### EXERCISE DESCRIPTION
Reproduce every row below word for word, leaving out the pictures.

Rows from a box labeling dataset:
^^^^^^^^^^^^^^^^

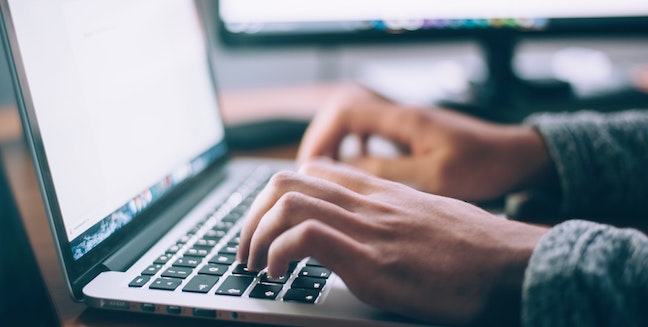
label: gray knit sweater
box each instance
[522,110,648,326]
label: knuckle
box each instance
[277,191,306,214]
[268,171,297,191]
[298,219,323,245]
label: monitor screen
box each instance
[217,0,648,44]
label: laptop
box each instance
[0,0,430,326]
[0,155,60,327]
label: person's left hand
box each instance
[238,161,547,324]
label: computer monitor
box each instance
[215,0,648,119]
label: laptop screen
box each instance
[9,0,225,260]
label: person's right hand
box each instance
[298,86,553,201]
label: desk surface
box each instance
[0,84,339,326]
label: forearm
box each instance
[527,110,648,217]
[522,221,648,326]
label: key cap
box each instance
[182,275,218,293]
[299,266,331,278]
[153,254,171,265]
[173,257,202,268]
[216,276,254,296]
[141,264,162,276]
[232,263,259,276]
[284,289,319,303]
[218,243,238,254]
[209,253,236,265]
[162,267,193,279]
[291,276,326,290]
[149,278,182,291]
[128,276,151,287]
[261,273,288,284]
[198,263,229,276]
[184,247,209,258]
[250,284,281,300]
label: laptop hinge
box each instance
[98,167,225,271]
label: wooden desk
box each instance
[0,84,339,326]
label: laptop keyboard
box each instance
[128,169,331,303]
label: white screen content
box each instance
[10,0,223,240]
[219,0,648,23]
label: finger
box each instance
[247,192,362,270]
[347,157,432,190]
[299,158,382,195]
[297,101,417,162]
[268,220,369,282]
[237,172,360,262]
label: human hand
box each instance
[238,160,546,324]
[298,86,553,201]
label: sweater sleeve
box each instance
[522,220,648,326]
[526,110,648,217]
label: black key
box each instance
[284,289,319,303]
[232,263,259,276]
[261,273,288,284]
[142,264,162,276]
[194,238,218,249]
[299,266,331,278]
[166,244,181,254]
[182,275,218,293]
[250,284,281,300]
[198,263,229,276]
[209,253,236,265]
[162,267,193,279]
[184,247,209,258]
[128,276,151,287]
[173,257,202,268]
[212,221,234,232]
[153,254,171,265]
[149,278,182,291]
[230,234,241,245]
[291,276,326,290]
[178,235,191,244]
[218,243,238,254]
[222,211,243,223]
[306,258,323,267]
[203,229,227,242]
[216,276,254,296]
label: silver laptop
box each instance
[1,0,430,326]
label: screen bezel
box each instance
[0,0,229,301]
[211,0,648,48]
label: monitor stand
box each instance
[440,31,574,122]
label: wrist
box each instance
[508,125,558,191]
[479,222,549,326]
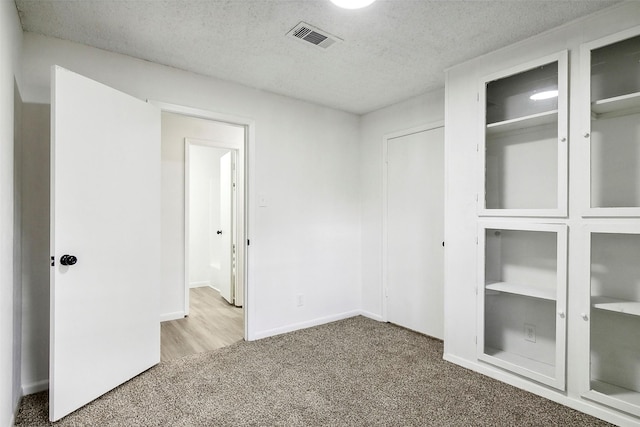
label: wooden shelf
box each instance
[484,347,556,378]
[487,110,558,135]
[485,282,556,301]
[591,296,640,316]
[583,380,640,416]
[591,92,640,117]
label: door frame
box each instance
[148,100,256,341]
[184,138,239,310]
[380,120,446,322]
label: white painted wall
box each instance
[360,90,444,319]
[444,2,640,425]
[18,32,361,392]
[0,1,22,425]
[20,103,50,393]
[189,145,230,289]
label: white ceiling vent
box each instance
[287,22,342,49]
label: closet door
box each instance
[49,67,160,421]
[383,127,444,339]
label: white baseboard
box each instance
[189,280,211,288]
[21,380,49,398]
[160,311,184,322]
[360,310,384,322]
[249,310,361,341]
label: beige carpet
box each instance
[16,317,608,427]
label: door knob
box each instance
[60,255,78,265]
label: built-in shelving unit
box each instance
[581,31,640,217]
[591,92,640,118]
[478,221,567,390]
[591,296,640,316]
[485,282,556,301]
[478,52,568,217]
[487,110,558,136]
[582,227,640,416]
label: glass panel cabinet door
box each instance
[478,52,567,216]
[581,29,640,216]
[583,225,640,416]
[478,221,567,390]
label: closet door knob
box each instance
[60,255,78,265]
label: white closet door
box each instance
[49,67,160,420]
[386,127,444,339]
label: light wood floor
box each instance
[160,287,244,362]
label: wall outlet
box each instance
[524,323,536,342]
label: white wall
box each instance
[160,113,244,320]
[444,2,640,423]
[20,103,50,394]
[189,145,230,289]
[0,1,22,425]
[360,90,444,319]
[20,33,360,392]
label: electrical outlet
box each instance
[524,323,536,342]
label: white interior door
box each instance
[386,127,444,339]
[49,67,160,420]
[220,152,235,304]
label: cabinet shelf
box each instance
[591,296,640,316]
[591,92,640,117]
[487,110,558,135]
[483,347,556,380]
[485,282,556,301]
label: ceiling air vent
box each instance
[287,22,342,49]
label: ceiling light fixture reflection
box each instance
[331,0,376,9]
[529,90,558,101]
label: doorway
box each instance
[383,123,444,339]
[160,105,248,361]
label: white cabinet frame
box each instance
[478,50,569,217]
[476,220,568,390]
[574,26,640,218]
[573,222,640,417]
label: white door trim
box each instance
[380,120,444,322]
[148,100,256,341]
[184,138,238,310]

^^^^^^^^^^^^^^^^

### WORKED SOLUTION
label: gray knit sweater
box each instance
[522,110,648,326]
label: knuckle
box each instance
[277,191,306,214]
[268,171,297,191]
[298,219,323,245]
label: monitor screen
box each instance
[217,0,648,44]
label: laptop
box each instance
[0,0,430,326]
[0,155,60,327]
label: person's left hand
box each instance
[238,161,547,324]
label: computer monitor
box each instance
[215,0,648,119]
label: laptop screen
box each instance
[9,0,225,260]
label: person's right hand
box each instance
[298,86,553,201]
label: desk surface
box each instance
[0,84,339,326]
label: forearm
box each instance
[527,110,648,217]
[522,221,648,326]
label: key cap
box each instance
[182,275,218,293]
[299,266,331,278]
[153,254,171,265]
[173,257,202,268]
[216,276,254,296]
[141,264,162,276]
[232,263,259,276]
[284,289,319,303]
[218,243,238,254]
[209,253,236,265]
[162,267,193,279]
[291,276,326,290]
[149,278,182,291]
[128,276,151,287]
[261,273,288,284]
[198,263,229,276]
[184,247,209,258]
[250,284,281,300]
label: laptop hinge
box each instance
[98,167,225,271]
label: wooden desk
box each instance
[0,84,339,326]
label: laptop keyboard
box each instance
[128,169,331,303]
label: white screen content
box each instance
[10,0,223,240]
[219,0,648,23]
label: finger
box each instance
[247,192,362,270]
[347,157,432,190]
[299,158,382,195]
[297,101,417,162]
[268,220,369,282]
[237,172,360,262]
label: human hand
box each instance
[238,160,546,324]
[298,86,553,201]
label: sweater sleeve
box each instance
[522,220,648,326]
[526,110,648,217]
label: black key
box each instance
[284,289,319,303]
[232,263,259,276]
[261,273,288,284]
[142,264,162,276]
[194,238,218,249]
[299,266,331,278]
[166,244,181,254]
[182,275,218,293]
[250,284,281,300]
[198,263,229,276]
[209,253,236,265]
[162,267,193,279]
[184,247,209,258]
[128,276,151,287]
[173,257,202,268]
[212,221,234,232]
[153,254,171,265]
[149,278,182,291]
[230,234,241,245]
[291,276,326,290]
[178,235,191,244]
[218,243,238,254]
[222,211,243,223]
[306,258,323,267]
[203,229,227,242]
[216,276,254,296]
label: silver laptop
box each instance
[1,0,430,326]
label: screen bezel
box each instance
[0,0,229,301]
[211,0,648,48]
label: monitor stand
box each instance
[440,31,574,122]
label: wrist
box each instance
[508,125,558,191]
[479,222,549,326]
label: wooden shelf
box each instance
[484,347,556,378]
[487,110,558,135]
[485,282,556,301]
[591,296,640,316]
[583,380,640,416]
[591,92,640,117]
label: door frame
box each instance
[148,100,256,341]
[184,138,239,310]
[380,120,446,322]
label: white painted wall
box each instance
[360,90,444,319]
[444,2,640,425]
[18,32,361,392]
[0,1,22,425]
[20,103,50,393]
[189,145,230,289]
label: white ceiling vent
box each instance
[287,22,342,49]
label: closet door
box each instance
[49,67,160,421]
[383,127,444,339]
label: white baseboard
box each instance
[189,280,211,288]
[21,380,49,398]
[160,311,184,322]
[360,310,384,322]
[249,310,361,341]
label: beige carpet
box each instance
[16,317,608,427]
label: door knob
box each instance
[60,255,78,265]
label: built-in shelving unit
box each instance
[581,31,640,217]
[591,92,640,118]
[478,221,567,390]
[591,296,640,316]
[485,282,556,301]
[478,52,568,217]
[487,110,558,136]
[582,227,640,416]
label: glass panel cabinet door
box each instance
[478,52,567,216]
[581,29,640,216]
[583,225,640,416]
[478,221,567,390]
label: closet door knob
box each instance
[60,255,78,265]
label: white closet door
box each instance
[49,67,160,420]
[386,127,444,339]
label: light wood floor
box each instance
[160,287,244,362]
label: wall outlet
box each instance
[524,323,536,342]
label: white wall
box each instance
[160,113,244,320]
[444,2,640,423]
[20,103,50,394]
[189,145,230,289]
[0,1,22,425]
[360,90,444,319]
[20,33,360,392]
label: electrical outlet
box each instance
[524,323,536,342]
label: white interior door
box each instance
[386,127,444,339]
[49,67,160,420]
[220,152,235,304]
label: cabinet shelf
box each instance
[591,296,640,316]
[591,92,640,117]
[487,110,558,135]
[483,347,556,380]
[485,282,556,301]
label: ceiling air vent
box each instance
[287,22,342,49]
label: ceiling light fixture reflection
box each instance
[331,0,376,9]
[529,90,558,101]
label: doorway
box each instance
[383,123,444,339]
[160,105,248,361]
label: white cabinet frame
box each instance
[478,50,569,217]
[476,220,568,390]
[574,26,640,218]
[573,222,640,417]
label: white door trim
box each instance
[380,120,444,322]
[148,100,256,341]
[184,138,238,310]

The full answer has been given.